**SUPPLIED INFORMATION:**
^^^^^^^^^^^^^^^^
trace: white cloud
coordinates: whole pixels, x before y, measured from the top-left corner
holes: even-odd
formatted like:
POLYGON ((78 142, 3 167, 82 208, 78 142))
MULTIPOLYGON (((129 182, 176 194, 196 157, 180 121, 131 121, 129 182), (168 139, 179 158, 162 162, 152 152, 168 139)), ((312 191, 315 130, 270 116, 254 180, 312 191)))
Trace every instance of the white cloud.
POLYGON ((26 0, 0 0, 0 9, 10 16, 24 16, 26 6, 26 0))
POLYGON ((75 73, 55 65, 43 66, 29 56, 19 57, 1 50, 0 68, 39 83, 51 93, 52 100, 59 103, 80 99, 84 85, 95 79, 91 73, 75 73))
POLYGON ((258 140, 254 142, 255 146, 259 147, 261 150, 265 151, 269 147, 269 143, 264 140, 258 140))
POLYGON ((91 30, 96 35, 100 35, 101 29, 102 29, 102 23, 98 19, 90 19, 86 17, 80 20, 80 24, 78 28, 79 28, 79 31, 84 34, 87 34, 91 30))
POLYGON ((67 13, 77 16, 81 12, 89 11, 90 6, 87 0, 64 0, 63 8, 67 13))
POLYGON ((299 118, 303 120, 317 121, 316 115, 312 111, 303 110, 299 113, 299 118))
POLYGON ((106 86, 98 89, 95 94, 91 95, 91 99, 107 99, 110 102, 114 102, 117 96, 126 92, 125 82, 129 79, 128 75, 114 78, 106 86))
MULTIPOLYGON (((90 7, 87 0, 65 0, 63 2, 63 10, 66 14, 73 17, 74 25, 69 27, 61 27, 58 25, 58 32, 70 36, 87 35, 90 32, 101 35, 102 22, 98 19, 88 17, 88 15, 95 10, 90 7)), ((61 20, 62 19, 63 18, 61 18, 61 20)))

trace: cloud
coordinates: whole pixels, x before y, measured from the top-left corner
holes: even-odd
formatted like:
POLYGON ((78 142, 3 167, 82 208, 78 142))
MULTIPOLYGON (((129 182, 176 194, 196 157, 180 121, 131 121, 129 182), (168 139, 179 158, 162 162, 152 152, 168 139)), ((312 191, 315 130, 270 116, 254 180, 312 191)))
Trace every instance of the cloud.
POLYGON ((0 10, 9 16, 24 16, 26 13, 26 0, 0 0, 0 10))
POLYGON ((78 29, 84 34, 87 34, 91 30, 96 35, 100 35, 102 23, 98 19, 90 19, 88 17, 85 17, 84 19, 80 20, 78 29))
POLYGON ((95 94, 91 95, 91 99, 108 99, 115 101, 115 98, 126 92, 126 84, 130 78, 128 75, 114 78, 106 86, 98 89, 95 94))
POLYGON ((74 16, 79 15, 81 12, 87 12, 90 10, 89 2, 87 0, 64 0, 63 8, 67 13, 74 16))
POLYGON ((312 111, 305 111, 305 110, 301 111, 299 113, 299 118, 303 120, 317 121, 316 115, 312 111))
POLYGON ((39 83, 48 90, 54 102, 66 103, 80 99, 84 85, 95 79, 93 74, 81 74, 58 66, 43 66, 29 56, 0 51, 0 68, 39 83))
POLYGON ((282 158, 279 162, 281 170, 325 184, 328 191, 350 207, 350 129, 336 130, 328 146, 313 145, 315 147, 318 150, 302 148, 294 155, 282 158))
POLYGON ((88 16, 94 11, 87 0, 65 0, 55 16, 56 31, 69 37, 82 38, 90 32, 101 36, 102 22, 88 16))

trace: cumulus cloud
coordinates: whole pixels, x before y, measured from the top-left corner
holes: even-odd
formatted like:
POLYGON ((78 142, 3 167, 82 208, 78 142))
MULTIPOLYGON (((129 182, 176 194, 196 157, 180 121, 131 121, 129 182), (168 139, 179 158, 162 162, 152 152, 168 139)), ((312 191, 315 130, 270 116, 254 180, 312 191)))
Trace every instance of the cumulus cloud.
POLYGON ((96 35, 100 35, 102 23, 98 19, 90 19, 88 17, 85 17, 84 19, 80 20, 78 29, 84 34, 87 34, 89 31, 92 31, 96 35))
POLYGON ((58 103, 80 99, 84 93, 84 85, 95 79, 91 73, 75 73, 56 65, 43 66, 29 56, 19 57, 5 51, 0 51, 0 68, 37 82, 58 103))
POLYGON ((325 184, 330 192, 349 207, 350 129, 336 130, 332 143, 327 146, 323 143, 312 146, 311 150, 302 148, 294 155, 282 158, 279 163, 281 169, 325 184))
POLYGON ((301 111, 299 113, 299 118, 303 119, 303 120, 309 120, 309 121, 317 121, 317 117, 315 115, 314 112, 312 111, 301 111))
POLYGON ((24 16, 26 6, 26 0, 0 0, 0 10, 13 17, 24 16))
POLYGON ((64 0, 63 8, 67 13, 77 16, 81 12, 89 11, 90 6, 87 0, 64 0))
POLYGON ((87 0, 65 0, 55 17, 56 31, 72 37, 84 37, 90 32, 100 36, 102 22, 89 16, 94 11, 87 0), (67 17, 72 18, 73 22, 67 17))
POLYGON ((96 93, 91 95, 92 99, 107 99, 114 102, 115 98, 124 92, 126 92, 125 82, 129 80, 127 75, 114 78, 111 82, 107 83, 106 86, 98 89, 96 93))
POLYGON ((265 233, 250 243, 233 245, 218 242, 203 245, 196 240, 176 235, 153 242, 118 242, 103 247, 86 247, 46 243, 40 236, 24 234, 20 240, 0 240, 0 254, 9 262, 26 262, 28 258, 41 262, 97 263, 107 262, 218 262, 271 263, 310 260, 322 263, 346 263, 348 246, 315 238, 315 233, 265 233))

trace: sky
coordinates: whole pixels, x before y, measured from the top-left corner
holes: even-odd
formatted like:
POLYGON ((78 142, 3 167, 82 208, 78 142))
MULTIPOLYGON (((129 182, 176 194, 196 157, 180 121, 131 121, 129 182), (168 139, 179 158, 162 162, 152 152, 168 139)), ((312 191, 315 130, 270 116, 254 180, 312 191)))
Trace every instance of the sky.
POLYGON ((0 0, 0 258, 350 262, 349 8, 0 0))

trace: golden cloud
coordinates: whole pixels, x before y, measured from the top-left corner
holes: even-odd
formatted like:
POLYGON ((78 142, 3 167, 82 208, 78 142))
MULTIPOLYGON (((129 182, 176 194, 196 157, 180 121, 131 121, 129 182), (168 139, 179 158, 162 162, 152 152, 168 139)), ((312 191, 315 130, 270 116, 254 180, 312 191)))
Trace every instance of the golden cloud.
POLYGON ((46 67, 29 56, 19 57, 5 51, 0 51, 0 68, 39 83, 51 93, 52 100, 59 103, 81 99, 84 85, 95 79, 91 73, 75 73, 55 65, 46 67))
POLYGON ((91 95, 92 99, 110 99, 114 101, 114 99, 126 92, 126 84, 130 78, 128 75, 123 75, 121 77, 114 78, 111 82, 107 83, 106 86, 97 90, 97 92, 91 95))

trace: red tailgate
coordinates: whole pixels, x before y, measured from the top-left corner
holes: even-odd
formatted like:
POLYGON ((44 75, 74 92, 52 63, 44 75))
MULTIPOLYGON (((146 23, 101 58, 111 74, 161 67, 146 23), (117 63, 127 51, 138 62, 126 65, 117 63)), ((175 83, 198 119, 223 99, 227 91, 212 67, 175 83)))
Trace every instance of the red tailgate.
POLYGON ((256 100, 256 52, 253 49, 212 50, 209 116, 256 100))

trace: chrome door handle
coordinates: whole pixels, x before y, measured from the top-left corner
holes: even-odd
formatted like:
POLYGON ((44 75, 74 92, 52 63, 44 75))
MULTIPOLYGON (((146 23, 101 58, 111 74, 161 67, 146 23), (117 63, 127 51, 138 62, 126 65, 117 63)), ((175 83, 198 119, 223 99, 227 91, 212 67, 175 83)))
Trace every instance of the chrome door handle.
^^^^^^^^^^^^^^^^
**OBJECTIVE:** Reproduce the entire listing above verbatim, from its first line through its last, with no alterations.

**EXERCISE RESPONSE:**
trace: white cloud
coordinates: whole pixels, x before y, measured from the top-left corner
holes: even-odd
formatted like:
POLYGON ((78 142, 3 167, 82 208, 78 142))
MULTIPOLYGON (((129 182, 176 194, 196 157, 180 121, 131 121, 129 182), (168 139, 179 158, 162 162, 152 152, 168 139)), ((312 191, 315 130, 270 116, 254 180, 312 191)))
Trace every instance of the white cloud.
POLYGON ((26 0, 0 0, 0 9, 10 16, 24 16, 26 6, 26 0))
POLYGON ((75 73, 55 65, 43 66, 29 56, 19 57, 1 50, 0 68, 39 83, 51 93, 52 100, 59 103, 80 99, 84 85, 95 79, 91 73, 75 73))
POLYGON ((258 140, 254 142, 255 146, 259 147, 261 150, 265 151, 269 147, 269 143, 264 140, 258 140))
POLYGON ((91 30, 96 35, 100 35, 101 29, 102 29, 102 23, 98 19, 90 19, 86 17, 80 20, 80 24, 78 28, 79 28, 79 31, 84 34, 87 34, 91 30))
POLYGON ((67 13, 77 16, 81 12, 89 11, 90 6, 87 0, 64 0, 63 8, 67 13))
POLYGON ((299 118, 303 120, 317 121, 316 115, 312 111, 303 110, 299 113, 299 118))
POLYGON ((106 86, 98 89, 95 94, 91 95, 91 99, 107 99, 110 102, 114 102, 117 96, 126 92, 125 82, 129 79, 128 75, 114 78, 106 86))
MULTIPOLYGON (((90 7, 87 0, 65 0, 63 2, 63 10, 66 14, 73 17, 74 25, 69 27, 61 27, 58 25, 58 32, 70 36, 87 35, 90 32, 101 35, 102 22, 98 19, 88 17, 88 15, 95 10, 90 7)), ((61 20, 62 19, 63 18, 61 18, 61 20)))

trace: cloud
coordinates: whole pixels, x before y, measured from the top-left corner
holes: even-odd
formatted like:
POLYGON ((78 142, 3 167, 82 208, 78 142))
MULTIPOLYGON (((129 182, 176 194, 196 157, 180 121, 131 121, 129 182), (168 139, 179 158, 162 162, 152 152, 168 139)), ((312 191, 315 130, 270 116, 254 180, 312 191)))
Trace every instance of the cloud.
POLYGON ((0 10, 9 16, 24 16, 26 13, 26 0, 0 0, 0 10))
POLYGON ((78 29, 84 34, 87 34, 91 30, 96 35, 100 35, 102 23, 98 19, 90 19, 88 17, 85 17, 84 19, 80 20, 78 29))
POLYGON ((95 94, 91 95, 91 99, 108 99, 115 101, 115 98, 126 92, 126 84, 130 78, 128 75, 114 78, 106 86, 98 89, 95 94))
POLYGON ((74 16, 79 15, 81 12, 87 12, 90 10, 89 2, 87 0, 64 0, 63 8, 67 13, 74 16))
POLYGON ((312 111, 305 111, 305 110, 301 111, 299 113, 299 118, 303 120, 317 121, 316 115, 312 111))
POLYGON ((39 83, 48 90, 54 102, 66 103, 80 99, 84 85, 95 79, 93 74, 81 74, 58 66, 43 66, 29 56, 0 51, 0 68, 39 83))
POLYGON ((282 158, 279 162, 281 170, 325 184, 328 191, 350 207, 350 129, 336 130, 328 146, 313 145, 315 147, 318 150, 302 148, 294 155, 282 158))
POLYGON ((88 16, 94 11, 87 0, 65 0, 55 16, 56 31, 69 37, 82 38, 90 32, 101 36, 102 22, 88 16))

trace: cumulus cloud
coordinates: whole pixels, x before y, measured from the top-left corner
holes: even-odd
formatted like:
POLYGON ((78 142, 3 167, 82 208, 78 142))
MULTIPOLYGON (((129 182, 176 194, 196 157, 180 121, 131 121, 129 182), (168 139, 179 158, 162 162, 152 152, 168 139)), ((312 191, 315 130, 270 116, 254 180, 312 191)))
Trace every instance of the cumulus cloud.
POLYGON ((96 35, 100 35, 102 23, 98 19, 90 19, 88 17, 85 17, 84 19, 80 20, 78 29, 84 34, 87 34, 89 31, 92 31, 96 35))
POLYGON ((58 103, 80 99, 84 93, 84 85, 95 79, 91 73, 75 73, 56 65, 43 66, 29 56, 19 57, 5 51, 0 51, 0 68, 37 82, 58 103))
POLYGON ((325 184, 330 192, 349 207, 350 129, 336 130, 332 143, 327 146, 323 143, 312 146, 311 150, 302 148, 294 155, 282 158, 279 163, 281 169, 325 184))
POLYGON ((301 111, 299 113, 299 118, 303 119, 303 120, 309 120, 309 121, 317 121, 317 117, 315 115, 314 112, 312 111, 301 111))
POLYGON ((24 16, 26 6, 26 0, 0 0, 0 10, 13 17, 24 16))
POLYGON ((64 0, 63 8, 67 13, 77 16, 81 12, 89 11, 90 6, 87 0, 64 0))
POLYGON ((87 0, 65 0, 55 17, 56 31, 72 37, 84 37, 90 32, 100 36, 102 22, 89 16, 94 11, 87 0), (67 17, 72 18, 73 22, 67 17))
POLYGON ((96 93, 91 95, 92 99, 107 99, 114 102, 115 98, 124 92, 126 92, 125 82, 129 80, 127 75, 114 78, 111 82, 107 83, 106 86, 98 89, 96 93))
POLYGON ((265 233, 250 243, 233 245, 218 242, 203 245, 196 240, 176 235, 153 242, 118 242, 103 247, 86 247, 46 243, 40 236, 24 234, 20 240, 0 240, 0 254, 9 262, 26 262, 28 258, 41 262, 97 263, 107 262, 218 262, 271 263, 310 260, 322 263, 346 263, 348 246, 315 238, 315 233, 265 233))

trace: sky
coordinates: whole pixels, x before y, measured from the top-left corner
holes: even-odd
formatted like:
POLYGON ((78 142, 3 167, 82 208, 78 142))
MULTIPOLYGON (((129 182, 176 194, 196 157, 180 121, 131 121, 129 182), (168 139, 179 158, 162 162, 152 152, 168 139)), ((312 191, 315 130, 270 116, 254 180, 312 191)))
Trace every instance of the sky.
POLYGON ((0 0, 0 258, 350 262, 349 8, 0 0))

trace: golden cloud
coordinates: whole pixels, x before y, measured from the top-left corner
holes: even-odd
formatted like:
POLYGON ((78 142, 3 167, 82 208, 78 142))
MULTIPOLYGON (((129 182, 176 194, 196 157, 180 121, 131 121, 129 182), (168 139, 179 158, 162 162, 152 152, 168 139)), ((312 191, 315 130, 270 116, 254 180, 312 191)))
Trace every instance of the golden cloud.
POLYGON ((46 67, 29 56, 19 57, 5 51, 0 51, 0 68, 39 83, 51 93, 52 100, 59 103, 81 99, 84 85, 95 79, 91 73, 75 73, 55 65, 46 67))
POLYGON ((91 95, 92 99, 110 99, 114 101, 114 99, 126 92, 126 84, 130 78, 128 75, 123 75, 121 77, 114 78, 111 82, 107 83, 106 86, 97 90, 97 92, 91 95))

trace: red tailgate
coordinates: whole pixels, x before y, measured from the top-left corner
holes: even-odd
formatted like:
POLYGON ((44 75, 74 92, 52 63, 44 75))
MULTIPOLYGON (((146 23, 101 58, 111 74, 161 67, 146 23), (117 63, 127 51, 138 62, 126 65, 117 63)), ((175 83, 198 119, 223 99, 227 91, 212 67, 175 83)))
Trace every instance of the red tailgate.
POLYGON ((256 100, 256 52, 253 49, 212 50, 209 116, 256 100))

trace: chrome door handle
coordinates: whole pixels, x before y, measured from the top-left corner
holes: even-odd
formatted like:
POLYGON ((44 75, 74 92, 52 63, 44 75))
MULTIPOLYGON (((146 23, 101 58, 111 74, 161 67, 146 23), (117 63, 127 51, 138 62, 126 65, 117 63)), ((175 83, 198 119, 223 99, 227 91, 212 67, 175 83)))
Trace every instance of the chrome door handle.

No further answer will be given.